[Supplied material]:
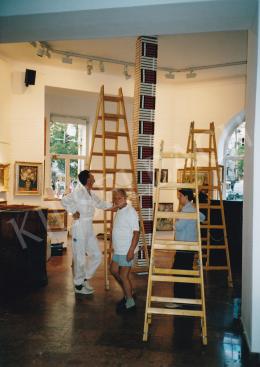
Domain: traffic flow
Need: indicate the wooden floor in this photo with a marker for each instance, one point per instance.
(53, 327)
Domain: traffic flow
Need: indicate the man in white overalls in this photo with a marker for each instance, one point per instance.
(82, 203)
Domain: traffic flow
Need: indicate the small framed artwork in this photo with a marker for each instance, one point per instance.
(28, 178)
(4, 177)
(165, 224)
(164, 176)
(57, 220)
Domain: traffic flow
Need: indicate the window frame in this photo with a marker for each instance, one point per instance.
(82, 120)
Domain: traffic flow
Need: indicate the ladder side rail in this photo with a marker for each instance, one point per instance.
(134, 178)
(230, 280)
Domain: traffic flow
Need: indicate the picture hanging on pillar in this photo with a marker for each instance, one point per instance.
(164, 176)
(28, 178)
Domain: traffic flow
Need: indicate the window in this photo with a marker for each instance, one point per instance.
(234, 163)
(66, 153)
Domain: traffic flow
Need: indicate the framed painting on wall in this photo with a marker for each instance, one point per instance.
(28, 178)
(165, 224)
(57, 220)
(164, 176)
(4, 177)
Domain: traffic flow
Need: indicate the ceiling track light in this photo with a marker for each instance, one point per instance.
(191, 74)
(101, 66)
(67, 59)
(125, 72)
(170, 75)
(89, 67)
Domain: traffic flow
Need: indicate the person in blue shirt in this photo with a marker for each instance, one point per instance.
(185, 230)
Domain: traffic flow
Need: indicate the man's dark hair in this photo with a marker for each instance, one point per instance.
(83, 177)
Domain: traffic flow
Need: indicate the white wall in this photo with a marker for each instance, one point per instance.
(251, 215)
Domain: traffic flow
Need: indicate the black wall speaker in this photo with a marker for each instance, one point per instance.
(29, 77)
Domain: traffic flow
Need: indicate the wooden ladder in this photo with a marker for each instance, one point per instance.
(110, 148)
(214, 190)
(161, 244)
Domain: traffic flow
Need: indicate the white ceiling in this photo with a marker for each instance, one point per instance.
(178, 51)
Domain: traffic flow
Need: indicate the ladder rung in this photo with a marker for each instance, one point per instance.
(111, 152)
(173, 279)
(202, 131)
(215, 267)
(175, 271)
(112, 170)
(175, 247)
(212, 226)
(214, 247)
(173, 242)
(112, 188)
(110, 135)
(110, 98)
(178, 155)
(96, 221)
(176, 185)
(202, 150)
(112, 116)
(209, 206)
(167, 311)
(187, 301)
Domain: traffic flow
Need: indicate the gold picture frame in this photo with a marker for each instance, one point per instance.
(4, 177)
(57, 220)
(28, 178)
(165, 224)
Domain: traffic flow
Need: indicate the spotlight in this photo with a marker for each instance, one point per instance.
(126, 74)
(89, 67)
(191, 74)
(47, 53)
(66, 59)
(170, 75)
(101, 66)
(40, 52)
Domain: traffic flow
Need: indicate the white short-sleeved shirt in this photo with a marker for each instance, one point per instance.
(125, 223)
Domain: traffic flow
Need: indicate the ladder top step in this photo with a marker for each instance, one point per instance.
(111, 135)
(111, 98)
(202, 131)
(176, 185)
(111, 152)
(167, 311)
(178, 155)
(112, 170)
(112, 116)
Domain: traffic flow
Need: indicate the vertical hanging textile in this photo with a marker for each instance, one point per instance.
(144, 112)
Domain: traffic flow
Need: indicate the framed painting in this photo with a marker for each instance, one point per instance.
(57, 220)
(165, 224)
(4, 177)
(163, 178)
(28, 178)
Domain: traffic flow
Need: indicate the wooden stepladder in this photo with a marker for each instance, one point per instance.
(212, 187)
(110, 153)
(162, 245)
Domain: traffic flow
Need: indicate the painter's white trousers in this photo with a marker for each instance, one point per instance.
(84, 243)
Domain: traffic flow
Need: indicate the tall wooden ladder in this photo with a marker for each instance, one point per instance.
(110, 153)
(166, 247)
(210, 230)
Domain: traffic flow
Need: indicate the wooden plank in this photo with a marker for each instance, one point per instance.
(176, 312)
(171, 247)
(187, 301)
(175, 279)
(110, 98)
(178, 155)
(175, 271)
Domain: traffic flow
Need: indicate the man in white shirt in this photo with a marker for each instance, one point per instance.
(82, 203)
(125, 238)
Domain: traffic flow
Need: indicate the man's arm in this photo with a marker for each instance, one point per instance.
(131, 251)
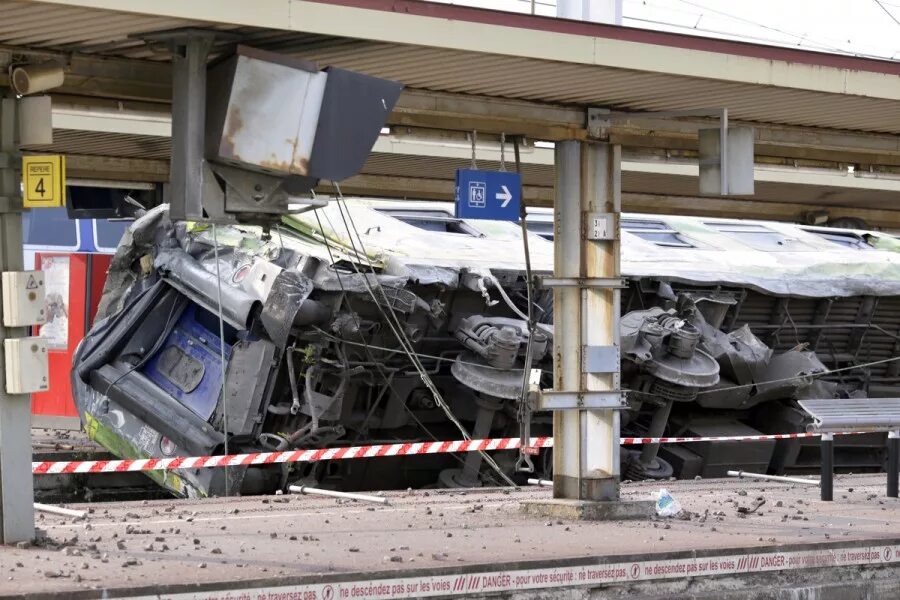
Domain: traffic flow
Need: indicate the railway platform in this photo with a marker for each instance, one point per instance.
(735, 539)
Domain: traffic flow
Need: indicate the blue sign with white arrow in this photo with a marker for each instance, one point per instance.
(494, 195)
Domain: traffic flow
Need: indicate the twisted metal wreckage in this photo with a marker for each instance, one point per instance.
(367, 322)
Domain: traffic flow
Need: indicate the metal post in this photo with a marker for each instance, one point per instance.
(16, 489)
(657, 429)
(189, 56)
(827, 478)
(893, 462)
(586, 442)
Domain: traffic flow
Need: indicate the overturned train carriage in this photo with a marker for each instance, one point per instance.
(369, 322)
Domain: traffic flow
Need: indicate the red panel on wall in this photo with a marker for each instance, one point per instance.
(65, 282)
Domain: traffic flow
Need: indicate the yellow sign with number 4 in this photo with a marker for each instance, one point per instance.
(44, 180)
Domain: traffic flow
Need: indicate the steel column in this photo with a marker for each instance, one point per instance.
(586, 442)
(893, 463)
(189, 56)
(16, 487)
(827, 478)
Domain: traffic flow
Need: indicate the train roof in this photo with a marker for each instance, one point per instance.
(424, 242)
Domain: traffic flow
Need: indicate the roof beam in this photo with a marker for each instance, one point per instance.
(494, 32)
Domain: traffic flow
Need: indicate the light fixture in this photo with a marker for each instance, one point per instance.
(34, 78)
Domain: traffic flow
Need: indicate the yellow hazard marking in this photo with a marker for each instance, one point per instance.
(44, 181)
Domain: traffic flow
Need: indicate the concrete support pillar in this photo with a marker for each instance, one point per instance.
(16, 489)
(586, 442)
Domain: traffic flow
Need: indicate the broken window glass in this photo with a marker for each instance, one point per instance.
(434, 220)
(758, 236)
(847, 239)
(657, 232)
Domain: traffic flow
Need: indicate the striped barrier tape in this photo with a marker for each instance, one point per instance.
(348, 452)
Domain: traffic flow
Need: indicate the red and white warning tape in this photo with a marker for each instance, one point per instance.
(406, 449)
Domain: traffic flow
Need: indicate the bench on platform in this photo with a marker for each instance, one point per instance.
(856, 414)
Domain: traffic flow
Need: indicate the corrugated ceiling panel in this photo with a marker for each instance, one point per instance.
(112, 34)
(512, 77)
(67, 141)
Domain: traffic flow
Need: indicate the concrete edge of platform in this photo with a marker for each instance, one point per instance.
(585, 510)
(493, 578)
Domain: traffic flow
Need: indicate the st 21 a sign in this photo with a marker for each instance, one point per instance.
(494, 195)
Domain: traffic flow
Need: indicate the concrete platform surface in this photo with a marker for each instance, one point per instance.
(447, 543)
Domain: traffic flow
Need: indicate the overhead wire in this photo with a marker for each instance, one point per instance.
(221, 348)
(887, 12)
(397, 327)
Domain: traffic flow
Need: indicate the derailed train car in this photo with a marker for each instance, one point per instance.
(377, 321)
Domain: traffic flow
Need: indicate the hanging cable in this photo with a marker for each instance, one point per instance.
(364, 343)
(397, 329)
(221, 350)
(523, 412)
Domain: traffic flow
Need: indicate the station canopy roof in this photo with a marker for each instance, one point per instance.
(464, 69)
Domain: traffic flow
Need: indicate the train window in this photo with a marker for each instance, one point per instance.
(843, 238)
(50, 228)
(433, 220)
(542, 228)
(657, 232)
(108, 233)
(758, 236)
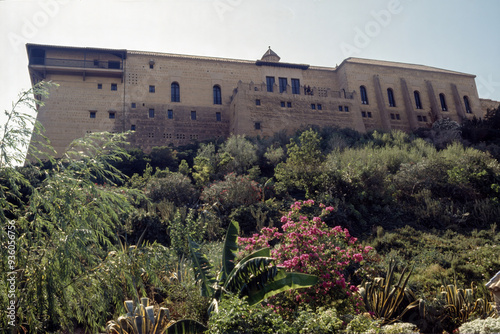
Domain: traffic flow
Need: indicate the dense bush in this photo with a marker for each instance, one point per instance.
(232, 192)
(174, 187)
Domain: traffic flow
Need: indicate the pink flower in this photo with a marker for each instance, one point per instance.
(358, 257)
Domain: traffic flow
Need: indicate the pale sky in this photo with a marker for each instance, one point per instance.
(457, 35)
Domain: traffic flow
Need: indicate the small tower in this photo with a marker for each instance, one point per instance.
(270, 56)
(494, 286)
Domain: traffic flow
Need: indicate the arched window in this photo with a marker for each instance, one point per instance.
(390, 96)
(467, 105)
(418, 103)
(175, 92)
(442, 99)
(217, 95)
(364, 96)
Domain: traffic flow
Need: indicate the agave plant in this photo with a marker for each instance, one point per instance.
(460, 304)
(385, 301)
(139, 319)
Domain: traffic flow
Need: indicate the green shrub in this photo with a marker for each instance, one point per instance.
(236, 316)
(363, 323)
(322, 321)
(481, 326)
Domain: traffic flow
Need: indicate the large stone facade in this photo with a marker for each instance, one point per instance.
(170, 99)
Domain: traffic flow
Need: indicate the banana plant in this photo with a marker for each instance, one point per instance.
(256, 276)
(385, 301)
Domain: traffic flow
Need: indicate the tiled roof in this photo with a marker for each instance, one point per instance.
(400, 65)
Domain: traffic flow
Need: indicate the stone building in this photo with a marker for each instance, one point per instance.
(170, 99)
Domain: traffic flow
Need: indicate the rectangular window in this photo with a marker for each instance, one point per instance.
(295, 86)
(270, 84)
(283, 83)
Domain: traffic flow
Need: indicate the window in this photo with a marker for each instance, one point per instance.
(283, 83)
(217, 95)
(114, 64)
(390, 97)
(295, 86)
(467, 105)
(418, 103)
(364, 96)
(175, 94)
(442, 99)
(270, 83)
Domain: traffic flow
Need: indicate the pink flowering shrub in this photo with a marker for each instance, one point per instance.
(310, 246)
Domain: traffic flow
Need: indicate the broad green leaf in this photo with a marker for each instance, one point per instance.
(229, 250)
(186, 326)
(202, 268)
(286, 281)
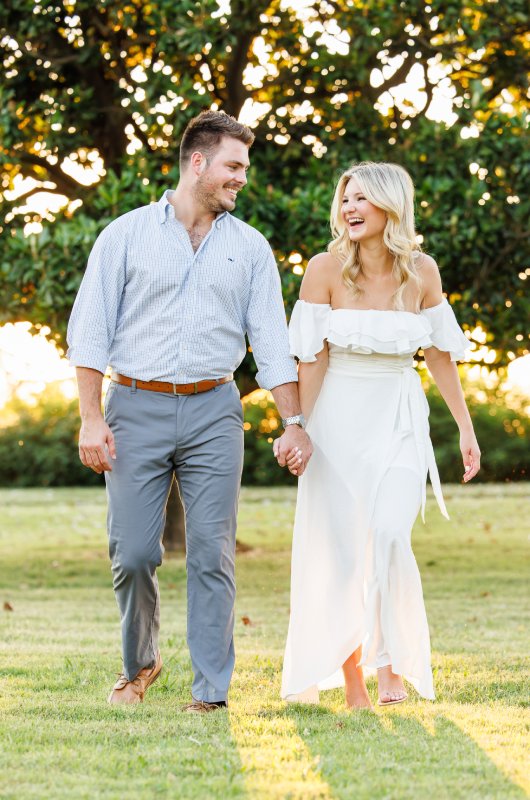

[Description of the task]:
How many lines in the data above contain the string "sign"? Reply with the number alone.

[The result]:
3